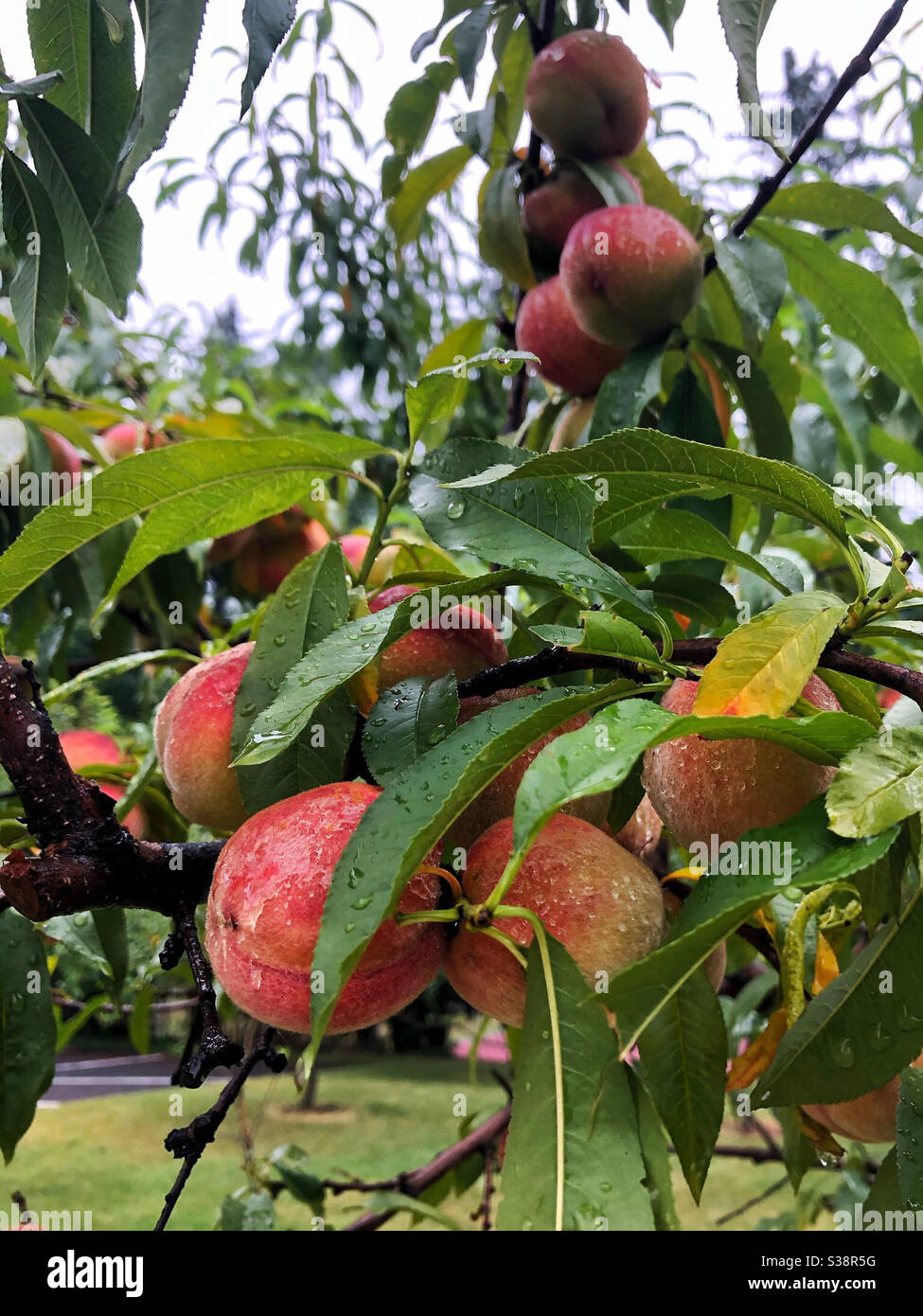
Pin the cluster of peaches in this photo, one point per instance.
(627, 274)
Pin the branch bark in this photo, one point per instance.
(855, 70)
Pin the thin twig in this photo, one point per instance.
(856, 68)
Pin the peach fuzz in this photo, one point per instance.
(266, 904)
(568, 357)
(602, 903)
(704, 787)
(630, 273)
(192, 738)
(465, 643)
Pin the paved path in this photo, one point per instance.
(80, 1076)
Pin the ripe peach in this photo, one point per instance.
(602, 903)
(498, 798)
(552, 209)
(723, 789)
(588, 97)
(192, 738)
(866, 1119)
(461, 640)
(123, 439)
(64, 457)
(268, 559)
(265, 910)
(569, 357)
(630, 273)
(84, 748)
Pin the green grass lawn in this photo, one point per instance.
(393, 1113)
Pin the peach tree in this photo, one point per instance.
(576, 660)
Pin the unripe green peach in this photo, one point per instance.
(86, 748)
(630, 273)
(569, 358)
(704, 789)
(266, 904)
(588, 97)
(602, 903)
(192, 739)
(551, 211)
(865, 1119)
(498, 798)
(461, 640)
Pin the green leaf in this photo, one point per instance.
(541, 528)
(103, 246)
(644, 469)
(60, 39)
(413, 815)
(678, 536)
(879, 785)
(603, 1170)
(27, 1028)
(309, 607)
(861, 1029)
(326, 667)
(189, 491)
(768, 421)
(266, 24)
(683, 1052)
(421, 185)
(723, 900)
(910, 1139)
(438, 392)
(744, 23)
(112, 934)
(598, 756)
(835, 205)
(757, 276)
(501, 237)
(39, 287)
(763, 667)
(626, 391)
(171, 30)
(666, 12)
(855, 302)
(414, 716)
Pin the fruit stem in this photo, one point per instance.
(792, 951)
(555, 1025)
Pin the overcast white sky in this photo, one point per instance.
(177, 272)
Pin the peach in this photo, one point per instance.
(551, 211)
(266, 560)
(498, 798)
(588, 97)
(266, 904)
(602, 903)
(866, 1119)
(706, 789)
(569, 358)
(83, 749)
(462, 641)
(123, 439)
(64, 457)
(192, 738)
(630, 273)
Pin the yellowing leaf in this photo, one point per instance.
(763, 667)
(758, 1056)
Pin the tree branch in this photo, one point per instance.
(558, 661)
(858, 68)
(414, 1183)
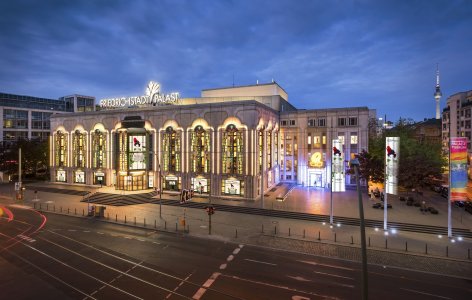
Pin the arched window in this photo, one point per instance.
(99, 148)
(232, 150)
(78, 149)
(171, 150)
(200, 147)
(60, 149)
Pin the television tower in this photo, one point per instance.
(437, 94)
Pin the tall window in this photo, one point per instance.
(269, 149)
(261, 146)
(61, 149)
(171, 150)
(232, 150)
(122, 151)
(78, 149)
(98, 149)
(200, 150)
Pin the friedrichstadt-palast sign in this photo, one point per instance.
(153, 96)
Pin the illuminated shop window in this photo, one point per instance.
(122, 151)
(171, 150)
(99, 149)
(60, 149)
(78, 149)
(137, 147)
(269, 150)
(232, 150)
(200, 147)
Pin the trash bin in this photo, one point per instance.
(100, 211)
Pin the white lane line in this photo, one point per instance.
(206, 285)
(279, 287)
(260, 262)
(180, 284)
(423, 293)
(333, 275)
(325, 265)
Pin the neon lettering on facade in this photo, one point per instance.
(153, 96)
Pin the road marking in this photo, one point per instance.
(206, 285)
(260, 262)
(423, 293)
(325, 265)
(299, 278)
(333, 275)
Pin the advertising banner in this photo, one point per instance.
(337, 166)
(392, 160)
(458, 168)
(137, 151)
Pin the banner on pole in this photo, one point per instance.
(392, 159)
(337, 167)
(458, 168)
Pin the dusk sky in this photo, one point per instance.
(325, 54)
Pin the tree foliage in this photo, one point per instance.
(418, 160)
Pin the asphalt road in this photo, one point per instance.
(58, 257)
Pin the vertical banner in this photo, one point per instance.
(458, 168)
(392, 159)
(337, 167)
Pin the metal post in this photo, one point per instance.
(355, 163)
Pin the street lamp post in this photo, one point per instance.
(355, 164)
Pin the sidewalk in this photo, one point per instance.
(396, 249)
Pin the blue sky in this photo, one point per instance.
(380, 54)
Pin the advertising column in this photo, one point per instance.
(338, 183)
(392, 159)
(457, 174)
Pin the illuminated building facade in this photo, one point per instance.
(231, 142)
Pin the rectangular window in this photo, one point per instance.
(353, 121)
(353, 139)
(341, 121)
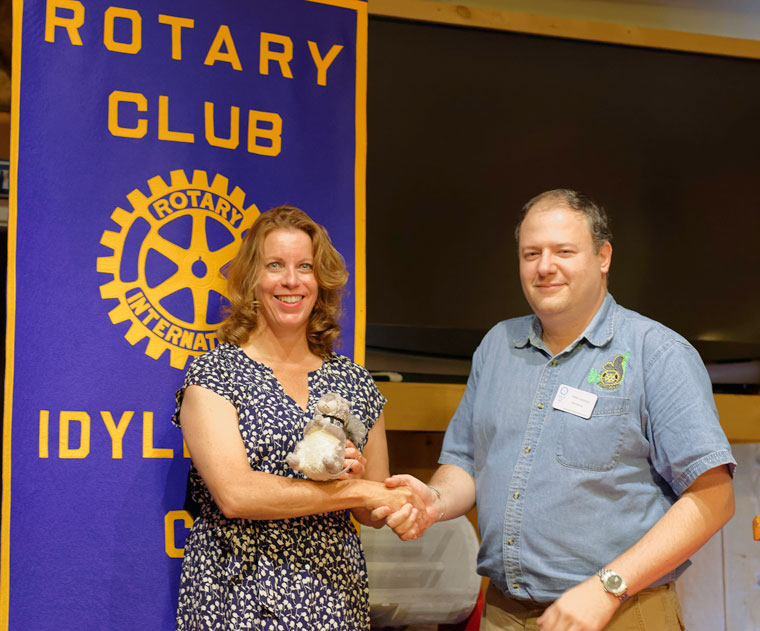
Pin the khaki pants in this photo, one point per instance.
(655, 609)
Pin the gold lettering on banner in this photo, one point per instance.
(44, 442)
(75, 430)
(149, 451)
(116, 431)
(226, 143)
(273, 47)
(170, 543)
(114, 126)
(321, 63)
(64, 425)
(133, 47)
(177, 25)
(282, 57)
(71, 24)
(223, 39)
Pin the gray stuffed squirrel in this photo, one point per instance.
(320, 453)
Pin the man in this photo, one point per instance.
(589, 438)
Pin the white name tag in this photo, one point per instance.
(578, 402)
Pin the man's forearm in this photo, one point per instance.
(700, 512)
(457, 490)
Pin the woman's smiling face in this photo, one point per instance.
(287, 289)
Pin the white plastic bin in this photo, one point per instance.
(427, 581)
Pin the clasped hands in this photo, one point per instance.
(414, 517)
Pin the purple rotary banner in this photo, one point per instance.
(147, 136)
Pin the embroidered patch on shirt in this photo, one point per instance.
(611, 375)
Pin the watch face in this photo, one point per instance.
(614, 582)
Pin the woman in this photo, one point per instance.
(271, 550)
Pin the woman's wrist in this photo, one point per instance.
(439, 502)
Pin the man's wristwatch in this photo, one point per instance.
(613, 583)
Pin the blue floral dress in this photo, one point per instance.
(277, 575)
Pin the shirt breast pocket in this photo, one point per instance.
(593, 444)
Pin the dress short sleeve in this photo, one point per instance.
(209, 371)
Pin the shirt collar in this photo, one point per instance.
(598, 332)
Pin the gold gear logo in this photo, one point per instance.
(167, 261)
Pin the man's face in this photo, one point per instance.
(562, 277)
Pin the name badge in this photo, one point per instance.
(578, 402)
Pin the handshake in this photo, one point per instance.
(408, 507)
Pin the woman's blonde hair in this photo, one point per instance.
(244, 271)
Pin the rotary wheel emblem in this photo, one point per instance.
(167, 260)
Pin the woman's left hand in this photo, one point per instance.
(355, 461)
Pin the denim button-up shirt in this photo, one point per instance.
(558, 495)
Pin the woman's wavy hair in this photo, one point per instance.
(244, 271)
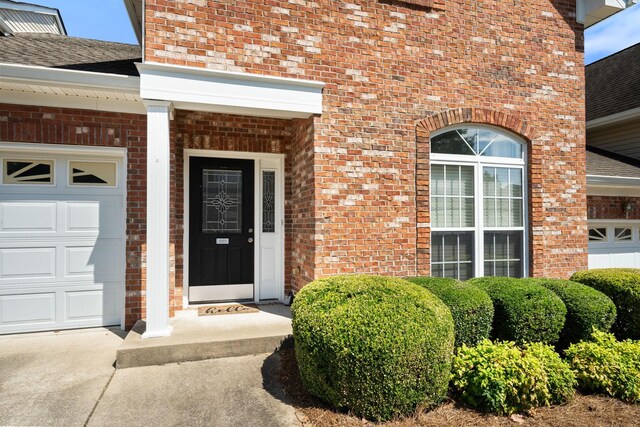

* _PROBLEM DETAILS_: Retype all of the material above precisely as it reads. Pictures are not part of the copy.

* _WRITTEN REPLY_:
Pin the cluster of peaches in this photo, one point per instance.
(627, 274)
Pin the branch bark in this photo, one point per instance.
(855, 70)
Pin the thin twig in this photo, one point per instance.
(856, 68)
Pin the peach fuzz in this photo, one point per instance.
(266, 904)
(568, 357)
(602, 903)
(704, 787)
(630, 273)
(192, 738)
(465, 643)
Pin the paved path in this photo, one point per instance.
(80, 1076)
Pin the ripe peach in this photo, one point per instance.
(602, 903)
(498, 798)
(552, 209)
(723, 789)
(588, 97)
(192, 738)
(866, 1119)
(461, 640)
(123, 439)
(64, 457)
(268, 559)
(265, 910)
(569, 357)
(630, 273)
(84, 748)
Pin the green grass lawn in this photo, one point per instance.
(393, 1113)
Pin the peach tree in this photo, one point per instance.
(576, 660)
Pin the unripe green peach in this photo, one point per instance.
(86, 748)
(630, 273)
(569, 358)
(704, 789)
(266, 904)
(588, 97)
(602, 903)
(192, 739)
(551, 211)
(865, 1119)
(498, 798)
(461, 640)
Pin the green leaf in this photo, one point per instance.
(541, 528)
(103, 246)
(644, 469)
(60, 39)
(413, 815)
(678, 536)
(879, 785)
(603, 1170)
(27, 1028)
(309, 607)
(861, 1029)
(326, 667)
(189, 491)
(768, 421)
(266, 24)
(683, 1052)
(421, 185)
(723, 900)
(910, 1139)
(438, 392)
(744, 23)
(112, 934)
(598, 756)
(835, 205)
(757, 276)
(501, 237)
(39, 287)
(763, 667)
(626, 391)
(171, 30)
(666, 12)
(855, 302)
(414, 716)
Pin the fruit stem in this photo, one point per instance.
(792, 951)
(555, 1025)
Pin the overcast white sky in this photo, one point per instance.
(177, 272)
Pin the peach in this photo, one point per instance.
(551, 211)
(266, 560)
(498, 798)
(588, 97)
(266, 904)
(602, 903)
(866, 1119)
(706, 789)
(569, 358)
(83, 749)
(462, 641)
(123, 439)
(64, 457)
(192, 738)
(630, 273)
Pin the yellowing leaf in this photo, one point per instance.
(763, 667)
(758, 1056)
Pin the tree branch in this photo, one point per instance.
(558, 661)
(858, 68)
(414, 1183)
Pin the arched window in this photo, one point per instance.
(99, 148)
(232, 150)
(78, 149)
(171, 150)
(200, 147)
(60, 149)
Pin the television tower in this photo, one point per instance.
(437, 94)
Pin the tall window in this photo, one point per instance.
(269, 149)
(261, 146)
(61, 149)
(171, 150)
(232, 150)
(122, 151)
(78, 149)
(98, 149)
(200, 150)
Pin the friedrichstadt-palast sign in this photo, one point per instance.
(153, 96)
Pin the illuminated shop window in this photo, one point per instance.
(122, 151)
(171, 150)
(99, 149)
(60, 149)
(78, 149)
(137, 147)
(269, 150)
(232, 150)
(200, 147)
Pin the trash bin in this photo, one point per instance.
(100, 211)
Pin the white lane line in this photo, one point per instance.
(206, 285)
(279, 287)
(260, 262)
(180, 284)
(423, 293)
(333, 275)
(325, 265)
Pin the neon lettering on facade in this photo, one point per instance.
(153, 96)
Pin the road marking in this photo, one point per instance.
(206, 285)
(260, 262)
(423, 293)
(325, 265)
(299, 278)
(333, 275)
Pin the advertising banner in this photo, one point per instance.
(337, 166)
(392, 160)
(458, 168)
(137, 151)
Pin the banner on pole in this photo, one point per instance.
(392, 159)
(337, 167)
(458, 168)
Pin the dusk sky in this photo, one point per instance.
(325, 54)
Pin the tree foliage in this photo, one point per instance.
(418, 160)
Pin the asphalt road in this photo, one point per instance.
(58, 257)
Pin the vertical banner in this photo, one point per instance.
(458, 168)
(392, 159)
(337, 167)
Pin the metal post in this photo, one point per instance.
(355, 163)
Pin the street lamp post in this photo, one point per instance.
(355, 164)
Pin the sidewalk in this photo, one point per instance.
(396, 249)
Pin the blue sky in this photo, one point per instance.
(380, 54)
Pin the advertising column in this photo, one point per instance.
(338, 183)
(392, 159)
(457, 174)
Pin the illuminated building facade in this photo, one point per instance.
(231, 142)
Pin the rectangular window in this photo, one point per instance.
(353, 121)
(353, 139)
(341, 121)
Pin the khaki pants in this photo, one point per instance.
(655, 609)
Pin the gold lettering on banner in this photo, one point per instance.
(44, 442)
(75, 430)
(149, 451)
(116, 431)
(226, 143)
(273, 47)
(170, 543)
(114, 126)
(321, 63)
(64, 425)
(133, 47)
(177, 25)
(282, 57)
(71, 24)
(223, 39)
Pin the gray stuffed squirrel in this photo, one point per instance.
(320, 453)
Pin the man in this photo, one point per instance.
(589, 438)
Pin the white name tag in this photo, one point per instance.
(578, 402)
Pin the man's forearm in this photo, one point per instance.
(700, 512)
(457, 490)
Pin the woman's smiling face in this photo, one point per instance.
(287, 289)
Pin the white plastic bin in this photo, one point per instance.
(427, 581)
Pin the clasped hands in this photo, one point per instance.
(414, 517)
Pin the purple rotary banner in this photo, one point per instance.
(147, 136)
Pin the embroidered patch on shirt in this photo, one point per instance.
(611, 375)
Pin the watch face in this photo, one point per instance.
(614, 582)
Pin the woman in this photo, one point per instance.
(271, 550)
Pin the woman's wrist in this photo, one point per instance.
(439, 502)
Pin the man's wristwatch in this photo, one point per instance.
(613, 583)
Pin the blue floral dress in this photo, one point per instance.
(277, 575)
Pin the shirt breast pocket in this photo, one point per instance.
(593, 444)
Pin the dress short sleeve in this photo, one point per instance.
(209, 371)
Pin the shirt collar in this photo, one point per instance.
(598, 332)
Pin the gold gear logo in this photo, one point per instance.
(167, 261)
Pin the man's face in this photo, one point per instance.
(562, 277)
Pin the name badge in this photo, one point per instance.
(578, 402)
Pin the handshake in this photo, one point per instance.
(408, 507)
Pin the woman's blonde hair in this photo, one point per instance.
(244, 271)
Pin the rotary wheel emblem in this photo, one point per instance.
(167, 260)
Pin the woman's left hand in this photo, one point per instance.
(355, 461)
Pin the denim button-up shirt in this photo, one point per instance.
(558, 495)
Pin the woman's wavy hair in this photo, one point per instance.
(244, 271)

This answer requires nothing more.